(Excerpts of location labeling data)
- - - - -

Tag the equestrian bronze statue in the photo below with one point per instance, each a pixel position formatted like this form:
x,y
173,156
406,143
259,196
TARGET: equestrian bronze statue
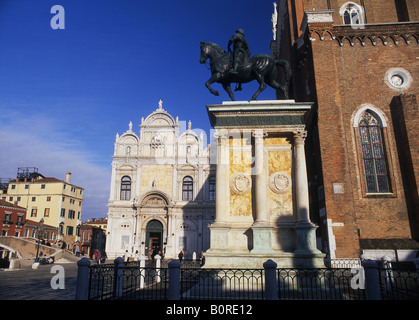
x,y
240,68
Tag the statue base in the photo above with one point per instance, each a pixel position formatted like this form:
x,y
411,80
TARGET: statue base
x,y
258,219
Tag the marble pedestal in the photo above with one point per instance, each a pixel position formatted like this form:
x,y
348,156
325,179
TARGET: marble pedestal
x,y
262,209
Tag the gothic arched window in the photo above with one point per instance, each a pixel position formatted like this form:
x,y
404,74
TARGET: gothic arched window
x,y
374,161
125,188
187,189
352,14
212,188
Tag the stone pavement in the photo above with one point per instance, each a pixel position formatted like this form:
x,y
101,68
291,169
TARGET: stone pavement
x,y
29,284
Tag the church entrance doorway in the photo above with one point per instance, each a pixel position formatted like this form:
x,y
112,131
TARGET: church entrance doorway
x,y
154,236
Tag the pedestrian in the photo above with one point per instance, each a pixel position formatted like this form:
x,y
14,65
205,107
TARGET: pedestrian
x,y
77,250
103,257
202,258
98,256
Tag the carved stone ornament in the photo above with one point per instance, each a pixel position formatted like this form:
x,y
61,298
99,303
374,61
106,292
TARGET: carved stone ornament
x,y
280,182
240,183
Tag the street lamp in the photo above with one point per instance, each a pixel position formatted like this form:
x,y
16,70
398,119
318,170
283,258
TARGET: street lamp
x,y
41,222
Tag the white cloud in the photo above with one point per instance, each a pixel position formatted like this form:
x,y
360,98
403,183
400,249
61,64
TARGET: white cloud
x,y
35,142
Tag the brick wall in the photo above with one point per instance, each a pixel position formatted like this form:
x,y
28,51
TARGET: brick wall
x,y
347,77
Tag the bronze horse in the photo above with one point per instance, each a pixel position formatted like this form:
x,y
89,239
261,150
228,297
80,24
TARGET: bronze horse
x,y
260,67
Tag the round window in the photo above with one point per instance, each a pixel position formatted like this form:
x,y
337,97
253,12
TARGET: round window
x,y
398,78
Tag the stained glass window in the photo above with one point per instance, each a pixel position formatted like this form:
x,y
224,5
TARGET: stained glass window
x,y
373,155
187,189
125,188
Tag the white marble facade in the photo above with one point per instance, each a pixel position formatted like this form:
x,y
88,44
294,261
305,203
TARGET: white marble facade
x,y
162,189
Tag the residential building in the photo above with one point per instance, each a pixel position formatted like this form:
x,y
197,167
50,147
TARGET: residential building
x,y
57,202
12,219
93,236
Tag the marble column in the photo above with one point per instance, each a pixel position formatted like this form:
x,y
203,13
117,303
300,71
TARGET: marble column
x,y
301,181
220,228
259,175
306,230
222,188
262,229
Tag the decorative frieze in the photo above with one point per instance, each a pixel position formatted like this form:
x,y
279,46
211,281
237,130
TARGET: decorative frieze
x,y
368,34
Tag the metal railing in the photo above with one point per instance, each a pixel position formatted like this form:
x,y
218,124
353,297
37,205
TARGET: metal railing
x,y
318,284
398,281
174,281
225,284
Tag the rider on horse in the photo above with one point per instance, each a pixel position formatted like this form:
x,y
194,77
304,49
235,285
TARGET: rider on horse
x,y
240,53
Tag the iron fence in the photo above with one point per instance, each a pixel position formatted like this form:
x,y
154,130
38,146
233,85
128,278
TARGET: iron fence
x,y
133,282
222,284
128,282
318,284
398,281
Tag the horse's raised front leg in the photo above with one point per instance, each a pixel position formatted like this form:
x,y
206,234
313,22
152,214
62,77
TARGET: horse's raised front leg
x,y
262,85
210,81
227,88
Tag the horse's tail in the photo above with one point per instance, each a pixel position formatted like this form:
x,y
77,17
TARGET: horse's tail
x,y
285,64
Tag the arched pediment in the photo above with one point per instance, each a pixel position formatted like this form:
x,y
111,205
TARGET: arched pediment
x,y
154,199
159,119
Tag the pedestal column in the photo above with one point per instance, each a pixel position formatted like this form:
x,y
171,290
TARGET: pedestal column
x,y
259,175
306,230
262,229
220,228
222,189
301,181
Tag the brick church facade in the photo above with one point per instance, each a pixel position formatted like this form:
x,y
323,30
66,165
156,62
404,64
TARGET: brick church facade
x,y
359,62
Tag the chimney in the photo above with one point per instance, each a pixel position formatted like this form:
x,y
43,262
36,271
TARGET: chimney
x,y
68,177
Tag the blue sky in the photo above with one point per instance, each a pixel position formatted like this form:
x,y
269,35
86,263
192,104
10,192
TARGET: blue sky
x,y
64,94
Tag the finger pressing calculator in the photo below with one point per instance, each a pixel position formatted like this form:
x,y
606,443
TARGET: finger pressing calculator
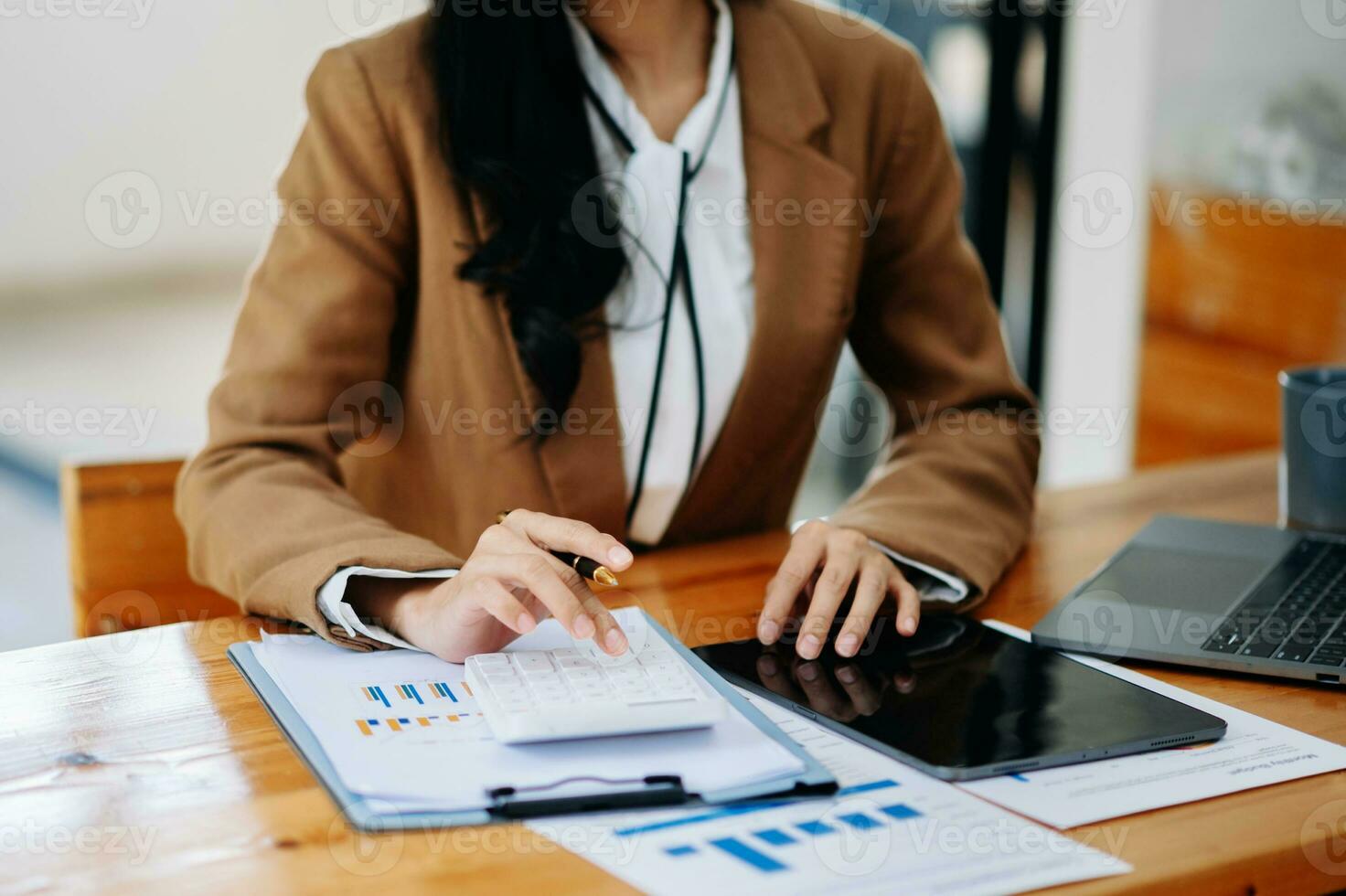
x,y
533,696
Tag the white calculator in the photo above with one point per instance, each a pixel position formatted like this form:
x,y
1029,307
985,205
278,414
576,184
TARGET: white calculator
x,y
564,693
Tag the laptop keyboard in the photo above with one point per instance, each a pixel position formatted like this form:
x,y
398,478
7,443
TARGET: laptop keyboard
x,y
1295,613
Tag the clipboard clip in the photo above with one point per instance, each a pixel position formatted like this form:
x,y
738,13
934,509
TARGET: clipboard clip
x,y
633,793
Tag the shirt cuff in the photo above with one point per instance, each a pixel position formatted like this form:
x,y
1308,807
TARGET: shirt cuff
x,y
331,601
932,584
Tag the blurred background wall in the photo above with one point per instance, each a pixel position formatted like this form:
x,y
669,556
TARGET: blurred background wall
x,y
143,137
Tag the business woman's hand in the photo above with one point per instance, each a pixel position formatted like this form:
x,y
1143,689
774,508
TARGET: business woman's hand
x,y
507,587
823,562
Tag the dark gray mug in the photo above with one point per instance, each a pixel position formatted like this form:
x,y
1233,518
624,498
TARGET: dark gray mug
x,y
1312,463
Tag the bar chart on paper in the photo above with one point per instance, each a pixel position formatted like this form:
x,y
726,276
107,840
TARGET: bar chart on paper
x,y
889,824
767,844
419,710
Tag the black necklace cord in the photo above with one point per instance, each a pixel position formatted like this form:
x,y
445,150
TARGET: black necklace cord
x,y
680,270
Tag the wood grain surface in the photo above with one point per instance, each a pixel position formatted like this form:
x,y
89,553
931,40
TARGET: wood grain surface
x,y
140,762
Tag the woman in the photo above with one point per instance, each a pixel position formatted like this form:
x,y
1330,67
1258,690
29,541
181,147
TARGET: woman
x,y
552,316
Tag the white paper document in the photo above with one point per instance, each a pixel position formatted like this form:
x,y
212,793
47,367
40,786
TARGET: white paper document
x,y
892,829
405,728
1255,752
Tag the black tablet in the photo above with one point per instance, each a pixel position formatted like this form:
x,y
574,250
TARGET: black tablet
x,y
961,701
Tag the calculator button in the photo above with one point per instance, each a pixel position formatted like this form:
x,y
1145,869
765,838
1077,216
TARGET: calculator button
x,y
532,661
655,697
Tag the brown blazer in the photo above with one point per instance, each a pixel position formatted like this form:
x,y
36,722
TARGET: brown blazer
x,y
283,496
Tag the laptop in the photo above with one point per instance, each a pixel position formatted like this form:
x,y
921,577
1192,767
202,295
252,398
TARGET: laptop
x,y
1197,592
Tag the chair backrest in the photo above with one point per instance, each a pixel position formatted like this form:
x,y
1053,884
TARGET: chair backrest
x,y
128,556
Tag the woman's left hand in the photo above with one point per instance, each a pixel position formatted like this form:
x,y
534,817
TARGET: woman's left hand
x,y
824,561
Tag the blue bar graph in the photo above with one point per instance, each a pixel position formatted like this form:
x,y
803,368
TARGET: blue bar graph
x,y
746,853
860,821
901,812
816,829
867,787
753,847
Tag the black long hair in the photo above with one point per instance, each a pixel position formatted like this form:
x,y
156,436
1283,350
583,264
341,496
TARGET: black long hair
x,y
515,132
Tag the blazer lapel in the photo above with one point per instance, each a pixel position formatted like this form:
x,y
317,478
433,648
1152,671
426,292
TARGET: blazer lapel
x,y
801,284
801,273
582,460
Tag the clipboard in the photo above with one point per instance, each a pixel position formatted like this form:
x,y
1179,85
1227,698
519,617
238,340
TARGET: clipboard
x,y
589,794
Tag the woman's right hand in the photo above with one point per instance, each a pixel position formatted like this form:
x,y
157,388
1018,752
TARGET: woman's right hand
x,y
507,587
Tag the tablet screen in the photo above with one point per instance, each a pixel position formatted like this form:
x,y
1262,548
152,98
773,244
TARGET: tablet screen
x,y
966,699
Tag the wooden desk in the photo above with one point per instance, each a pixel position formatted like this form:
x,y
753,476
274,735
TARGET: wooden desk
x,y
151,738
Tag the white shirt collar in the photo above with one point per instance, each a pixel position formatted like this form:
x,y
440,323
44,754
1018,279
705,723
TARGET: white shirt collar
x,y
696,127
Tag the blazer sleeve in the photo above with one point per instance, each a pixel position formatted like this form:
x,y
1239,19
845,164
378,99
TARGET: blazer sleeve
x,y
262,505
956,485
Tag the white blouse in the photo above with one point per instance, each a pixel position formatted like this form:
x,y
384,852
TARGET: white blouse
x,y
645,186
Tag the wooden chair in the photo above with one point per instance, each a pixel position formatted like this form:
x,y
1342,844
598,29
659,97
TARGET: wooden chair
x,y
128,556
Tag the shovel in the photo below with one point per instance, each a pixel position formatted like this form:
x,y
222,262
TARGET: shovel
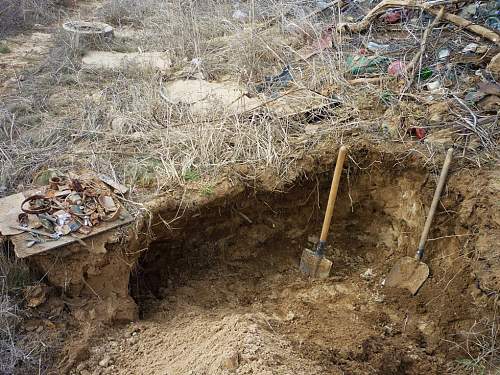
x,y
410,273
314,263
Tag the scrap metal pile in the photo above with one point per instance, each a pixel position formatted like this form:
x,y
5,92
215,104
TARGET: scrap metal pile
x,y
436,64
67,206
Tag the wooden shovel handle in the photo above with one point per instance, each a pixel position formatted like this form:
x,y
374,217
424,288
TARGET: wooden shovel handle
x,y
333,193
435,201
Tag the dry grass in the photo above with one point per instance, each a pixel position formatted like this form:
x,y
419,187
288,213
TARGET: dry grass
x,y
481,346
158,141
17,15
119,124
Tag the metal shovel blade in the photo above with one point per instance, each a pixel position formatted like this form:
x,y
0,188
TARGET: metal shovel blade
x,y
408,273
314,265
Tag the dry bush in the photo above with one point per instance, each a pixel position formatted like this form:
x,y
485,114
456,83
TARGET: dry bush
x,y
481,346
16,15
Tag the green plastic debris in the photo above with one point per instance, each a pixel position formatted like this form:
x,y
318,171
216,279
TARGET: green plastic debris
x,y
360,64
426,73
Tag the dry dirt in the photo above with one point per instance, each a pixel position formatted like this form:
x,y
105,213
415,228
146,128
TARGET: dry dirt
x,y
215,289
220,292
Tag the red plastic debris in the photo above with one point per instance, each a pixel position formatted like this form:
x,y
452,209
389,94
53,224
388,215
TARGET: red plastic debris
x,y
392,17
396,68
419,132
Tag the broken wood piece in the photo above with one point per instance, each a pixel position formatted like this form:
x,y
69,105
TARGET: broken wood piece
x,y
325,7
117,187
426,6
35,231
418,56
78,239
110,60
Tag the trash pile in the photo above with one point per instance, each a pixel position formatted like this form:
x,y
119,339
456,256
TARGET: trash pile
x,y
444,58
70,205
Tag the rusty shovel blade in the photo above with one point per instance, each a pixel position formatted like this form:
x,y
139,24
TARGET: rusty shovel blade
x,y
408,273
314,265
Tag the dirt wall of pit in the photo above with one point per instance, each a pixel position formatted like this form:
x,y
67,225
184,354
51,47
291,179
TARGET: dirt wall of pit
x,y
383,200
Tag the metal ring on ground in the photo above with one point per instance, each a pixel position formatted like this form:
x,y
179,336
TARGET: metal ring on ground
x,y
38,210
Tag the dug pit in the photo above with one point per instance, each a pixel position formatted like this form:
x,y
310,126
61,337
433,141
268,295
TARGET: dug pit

- - - - -

--- Required work ---
Take the line that contains "Tag the broken" and each line after it down to the last of the records, and retype them exactly; add nothing else.

--- Final result ---
Tag the broken wood piece in the photo above with one point per instance, each a pixel position formatted like this form:
x,y
69,105
TARGET: broken wood piece
x,y
325,7
117,187
426,6
35,231
418,56
78,239
110,60
Tag the trash pile in the photo above with one point per instance, each a pixel position formatted like this form:
x,y
119,339
456,256
TARGET: trash pile
x,y
444,58
70,205
Tag the rusty shovel blade in the photo above with one point per instance, each a pixel position formatted like this form:
x,y
139,24
TARGET: rusty shovel blade
x,y
408,273
314,265
Tag the dirt wall of pit in the photo above with one point per instance, each a pixel position formatted like this form:
x,y
67,225
184,354
51,47
291,179
TARGET: dirt wall of pit
x,y
383,200
Tag the metal ring on ground in the photo above with one point per instance, each a pixel position formatted like this form:
x,y
179,336
TARGET: metal ring on ground
x,y
38,210
Tag the dug pit in the photo above with one point per instance, each a pixel position formatted like this form:
x,y
310,126
61,337
433,141
268,295
TARGET: dug pit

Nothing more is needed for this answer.